— BEGIN Page excerpt —

I initially had a problem with hiss, present even with the OP amp removed, and volume at zero. It transpired, after a lot of swearing!, that the texas instruments lm7915 regulator (Mouser) didn't like the 220uf capacitor (c28) in the psu. I replaced it with a 4.7uf which is closer to the datasheet value and it's completely silent now. I'm surprised this never came up before and I'm not sure I can explain why this happened. In any case, hoping this may help someone in future.

Sharing some pictures of the completed build. The case is from Aliexpress (it required some drilling). The square wave is at 20kHz and shows no oscillation (the slight notch is from the square wave generator, not the amp). I'm verry happy with the outcome.

IMG_20240927_092656.jpgIMG_20240927_092859.jpgIMG_20240927_010204.jpgIMG_20240927_072540.jpg

Currently enjoying it with my sennheiser hd560s headphones. Many thanks to the designer and to 6L6 for the great guide.

Gabriel
 
It transpired, after a lot of swearing!, that the texas instruments lm7915 regulator (Mouser) didn't like the 220uf capacitor (c28) in the psu. I replaced it with a 4.7uf which is closer to the datasheet value and it's completely silent now. I'm surprised this never came up before and I'm not sure I can explain why this happened. In any case, hoping this may help someone in future.

That is really interesting in that you actually observed an issue (its one of those things that affects other people kind of problem 😀) but its not all that surprising in the scheme of things and comes down to the regulators output impedance interacting with the cap's e.s.r. and self inductance. A different brand of regulator could well see the problem vanish as could a different brand of cap but that is not the answer to the problem.

Large caps are often a bad idea on the end of an active regulator and can do more harm than good.

Nice build by the way 👍
 
Hi all, first post here. I'm relatively experienced building valve amplifiers but the "whammy" was my first serious solid state project. I sourced the parts myself. My "whammy" was completed yesterday and it sounds great with the LM833 recommended here, and no compensation caps.

I initially had a problem with hiss, present even with the OP amp removed, and volume at zero. It transpired, after a lot of swearing!, that the texas instruments lm7915 regulator (Mouser) didn't like the 220uf capacitor (c28) in the psu. I replaced it with a 4.7uf which is closer to the datasheet value and it's completely silent now. I'm surprised this never came up before and I'm not sure I can explain why this happened. In any case, hoping this may help someone in future.

— END Page excerpt —
— BEGIN Extracted information —

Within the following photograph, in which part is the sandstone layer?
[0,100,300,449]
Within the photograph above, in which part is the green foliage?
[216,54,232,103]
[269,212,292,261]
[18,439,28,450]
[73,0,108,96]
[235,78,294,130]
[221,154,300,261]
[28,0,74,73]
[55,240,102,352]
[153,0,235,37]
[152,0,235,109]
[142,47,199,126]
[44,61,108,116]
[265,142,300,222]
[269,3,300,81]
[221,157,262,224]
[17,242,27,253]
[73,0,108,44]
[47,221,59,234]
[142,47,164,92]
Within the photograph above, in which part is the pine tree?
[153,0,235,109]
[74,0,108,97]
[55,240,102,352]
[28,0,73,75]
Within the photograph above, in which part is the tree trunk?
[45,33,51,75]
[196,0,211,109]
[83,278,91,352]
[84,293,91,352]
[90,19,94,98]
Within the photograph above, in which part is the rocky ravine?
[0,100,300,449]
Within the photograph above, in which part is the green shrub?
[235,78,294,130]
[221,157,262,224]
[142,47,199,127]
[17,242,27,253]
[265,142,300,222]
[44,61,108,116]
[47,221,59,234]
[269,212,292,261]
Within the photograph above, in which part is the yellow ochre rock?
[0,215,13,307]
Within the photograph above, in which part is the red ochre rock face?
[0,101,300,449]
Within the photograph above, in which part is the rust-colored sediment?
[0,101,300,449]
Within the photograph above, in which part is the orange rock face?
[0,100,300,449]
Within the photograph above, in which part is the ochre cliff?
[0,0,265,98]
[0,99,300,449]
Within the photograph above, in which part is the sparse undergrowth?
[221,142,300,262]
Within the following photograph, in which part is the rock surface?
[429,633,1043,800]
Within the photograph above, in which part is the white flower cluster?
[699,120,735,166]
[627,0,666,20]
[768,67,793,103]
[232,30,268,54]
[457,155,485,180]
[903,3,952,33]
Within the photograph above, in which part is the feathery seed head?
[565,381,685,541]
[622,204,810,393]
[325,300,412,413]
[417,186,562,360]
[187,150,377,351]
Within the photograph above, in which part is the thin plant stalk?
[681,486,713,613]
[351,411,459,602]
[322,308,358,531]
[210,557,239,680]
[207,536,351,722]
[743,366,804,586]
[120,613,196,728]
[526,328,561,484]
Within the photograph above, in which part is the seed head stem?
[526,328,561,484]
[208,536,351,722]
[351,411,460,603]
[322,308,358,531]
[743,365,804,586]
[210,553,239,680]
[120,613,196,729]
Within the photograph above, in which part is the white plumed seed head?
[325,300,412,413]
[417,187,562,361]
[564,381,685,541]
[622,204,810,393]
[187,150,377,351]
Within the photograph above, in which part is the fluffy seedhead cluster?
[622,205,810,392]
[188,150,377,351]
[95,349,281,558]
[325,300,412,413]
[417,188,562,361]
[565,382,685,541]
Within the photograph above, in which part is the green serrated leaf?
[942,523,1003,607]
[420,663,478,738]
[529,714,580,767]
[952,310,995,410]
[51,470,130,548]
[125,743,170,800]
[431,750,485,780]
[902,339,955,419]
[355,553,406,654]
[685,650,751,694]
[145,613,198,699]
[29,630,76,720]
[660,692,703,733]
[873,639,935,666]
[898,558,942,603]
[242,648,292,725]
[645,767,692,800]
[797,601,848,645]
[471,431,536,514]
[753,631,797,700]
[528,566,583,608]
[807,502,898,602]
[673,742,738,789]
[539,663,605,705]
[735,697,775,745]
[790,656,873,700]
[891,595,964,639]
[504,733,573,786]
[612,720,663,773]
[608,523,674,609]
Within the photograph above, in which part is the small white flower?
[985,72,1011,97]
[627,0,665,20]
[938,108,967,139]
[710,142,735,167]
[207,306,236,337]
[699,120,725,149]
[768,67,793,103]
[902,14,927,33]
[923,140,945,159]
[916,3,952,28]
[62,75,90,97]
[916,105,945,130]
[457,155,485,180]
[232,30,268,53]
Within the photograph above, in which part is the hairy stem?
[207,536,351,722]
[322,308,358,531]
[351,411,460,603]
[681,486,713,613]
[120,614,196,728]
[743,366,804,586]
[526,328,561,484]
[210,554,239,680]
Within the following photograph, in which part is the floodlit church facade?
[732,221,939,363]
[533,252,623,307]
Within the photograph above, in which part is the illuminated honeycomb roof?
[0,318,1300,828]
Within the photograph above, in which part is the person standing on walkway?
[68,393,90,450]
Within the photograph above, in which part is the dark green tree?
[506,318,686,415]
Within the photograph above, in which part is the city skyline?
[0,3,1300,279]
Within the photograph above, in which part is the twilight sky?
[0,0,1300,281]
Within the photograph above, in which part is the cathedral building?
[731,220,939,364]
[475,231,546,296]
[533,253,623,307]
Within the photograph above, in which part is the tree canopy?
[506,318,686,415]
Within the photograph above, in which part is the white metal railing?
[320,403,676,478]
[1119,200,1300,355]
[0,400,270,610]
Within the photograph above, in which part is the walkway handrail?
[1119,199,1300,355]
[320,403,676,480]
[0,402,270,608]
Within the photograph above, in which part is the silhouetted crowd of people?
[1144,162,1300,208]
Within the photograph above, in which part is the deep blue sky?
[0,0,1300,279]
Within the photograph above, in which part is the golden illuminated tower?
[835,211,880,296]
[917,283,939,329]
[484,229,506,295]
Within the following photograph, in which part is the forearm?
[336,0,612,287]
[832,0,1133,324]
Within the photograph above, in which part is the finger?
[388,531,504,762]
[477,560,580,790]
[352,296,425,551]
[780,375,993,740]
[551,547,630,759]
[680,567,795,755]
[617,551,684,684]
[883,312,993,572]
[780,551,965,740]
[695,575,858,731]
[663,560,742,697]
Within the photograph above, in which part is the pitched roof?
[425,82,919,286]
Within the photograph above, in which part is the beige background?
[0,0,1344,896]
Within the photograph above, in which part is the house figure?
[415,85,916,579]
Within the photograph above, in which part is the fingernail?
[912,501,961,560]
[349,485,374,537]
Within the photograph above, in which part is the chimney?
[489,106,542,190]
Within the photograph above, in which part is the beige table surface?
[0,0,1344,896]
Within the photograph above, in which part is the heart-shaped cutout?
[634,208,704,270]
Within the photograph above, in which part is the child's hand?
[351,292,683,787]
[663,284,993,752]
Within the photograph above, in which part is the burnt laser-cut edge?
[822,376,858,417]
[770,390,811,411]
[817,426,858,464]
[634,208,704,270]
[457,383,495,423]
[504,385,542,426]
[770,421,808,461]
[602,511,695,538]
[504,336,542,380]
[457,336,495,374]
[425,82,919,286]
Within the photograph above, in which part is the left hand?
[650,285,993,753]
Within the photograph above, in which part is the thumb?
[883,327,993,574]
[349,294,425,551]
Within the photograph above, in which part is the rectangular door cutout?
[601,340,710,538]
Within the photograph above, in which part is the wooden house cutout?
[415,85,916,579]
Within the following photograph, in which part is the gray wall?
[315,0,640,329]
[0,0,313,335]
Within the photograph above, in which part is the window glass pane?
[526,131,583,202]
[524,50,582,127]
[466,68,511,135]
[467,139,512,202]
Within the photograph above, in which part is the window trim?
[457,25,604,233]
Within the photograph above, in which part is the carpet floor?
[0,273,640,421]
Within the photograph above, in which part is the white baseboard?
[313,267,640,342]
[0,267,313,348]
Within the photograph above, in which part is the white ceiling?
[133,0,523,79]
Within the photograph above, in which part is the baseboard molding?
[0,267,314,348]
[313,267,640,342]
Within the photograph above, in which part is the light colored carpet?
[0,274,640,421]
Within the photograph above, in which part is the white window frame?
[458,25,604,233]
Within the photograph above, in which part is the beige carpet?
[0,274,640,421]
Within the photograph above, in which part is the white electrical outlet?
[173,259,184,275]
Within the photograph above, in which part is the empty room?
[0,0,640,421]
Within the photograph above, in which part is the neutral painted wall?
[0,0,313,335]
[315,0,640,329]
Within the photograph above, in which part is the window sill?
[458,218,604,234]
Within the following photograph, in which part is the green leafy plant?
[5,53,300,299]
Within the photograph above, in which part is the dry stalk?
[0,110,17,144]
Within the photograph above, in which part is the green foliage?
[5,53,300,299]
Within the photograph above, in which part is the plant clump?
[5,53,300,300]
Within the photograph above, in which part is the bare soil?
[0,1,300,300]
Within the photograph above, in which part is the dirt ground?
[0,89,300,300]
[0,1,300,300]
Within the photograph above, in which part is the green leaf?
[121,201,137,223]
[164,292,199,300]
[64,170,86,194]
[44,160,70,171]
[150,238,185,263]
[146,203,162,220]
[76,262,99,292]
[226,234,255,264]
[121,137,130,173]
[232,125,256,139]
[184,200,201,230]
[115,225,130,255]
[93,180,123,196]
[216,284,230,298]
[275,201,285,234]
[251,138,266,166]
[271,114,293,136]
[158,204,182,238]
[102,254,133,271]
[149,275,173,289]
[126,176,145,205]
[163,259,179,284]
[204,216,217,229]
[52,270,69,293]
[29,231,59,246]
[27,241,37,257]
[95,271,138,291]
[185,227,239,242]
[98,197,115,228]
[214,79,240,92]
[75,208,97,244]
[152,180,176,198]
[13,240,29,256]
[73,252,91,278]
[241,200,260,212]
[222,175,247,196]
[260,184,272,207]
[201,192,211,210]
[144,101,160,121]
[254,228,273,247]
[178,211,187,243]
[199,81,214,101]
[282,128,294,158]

— END Extracted information —

Exercise tasks:
1. Update the amplifier build thread from "That is really" up to and including "no compensation caps." by replacing "Large caps" with "Big capacitors".
2. Write what comes next in the amplifier build thread, picking up after its final sentence.

Task-by-task outputs:
1.
That is really interesting in that you actually observed an issue (its one of those things that affects other people kind of problem 😀) but its not all that surprising in the scheme of things and comes down to the regulators output impedance interacting with the cap's e.s.r. and self inductance. A different brand of regulator could well see the problem vanish as could a different brand of cap but that is not the answer to the problem.

Big capacitors are often a bad idea on the end of an active regulator and can do more harm than good.

Nice build by the way 👍
 
Hi all, first post here. I'm relatively experienced building valve amplifiers but the "whammy" was my first serious solid state project. I sourced the parts myself. My "whammy" was completed yesterday and it sounds great with the LM833 recommended here, and no compensation caps.

2.
Sharing some pictures of the completed build. The case is from Aliexpress (it required some drilling). The square wave is at 20kHz and shows no oscillation (the slight notch is from the square wave generator, not the amp). I'm verry happy with the outcome.

View attachment 1361093View attachment 1361097View attachment 1361095View attachment 1361096

Currently enjoying it with my sennheiser hd560s headphones. Many thanks to the designer and to 6L6 for the great guide.

Gabriel


https://www.diyaudio.com/community/...dphone-amp-guide.317803/page-254#post-7567614

... the whole post is very beneficial, and the paragraph that specifically talks about what you experienced, and the remedy, is here:

"The Vcc/Vee decoupling electrolytes do not have to be 220uF... even 22uF will be more than enough (and much preferable, actually, if a uniform very low voltage rail impedance is desirable at the broad frequency spectrum range). Actually, a 10uF is all that is needed.... but I'd definitely try 4.7uF as well."
 
Thanks for pointing me to that post, very interesting and I think you got the value spot on. I didn't have 10uf capacitors in the junk box but I tried 22uf and my impression was that 4.7uf was the quietest, but this could have been my imagination. A different brand of 220uf made no difference. I didn't try a different regulator.

The texas instruments 7815 regulator, incidentally, had no issue with the 220uf capacitor, although i did replace the latter too. If building another I'd probably just go for 4.7-10uf from the start, as you've advised.
 
I opted for 100uF Low-ESR Panasonic for decoupling caps as per the recommendation from Sparkos Labs — I went with Sparkos discrete regs and my WHAMMY is a contender for “most quiet headphone amp” I’ve heard.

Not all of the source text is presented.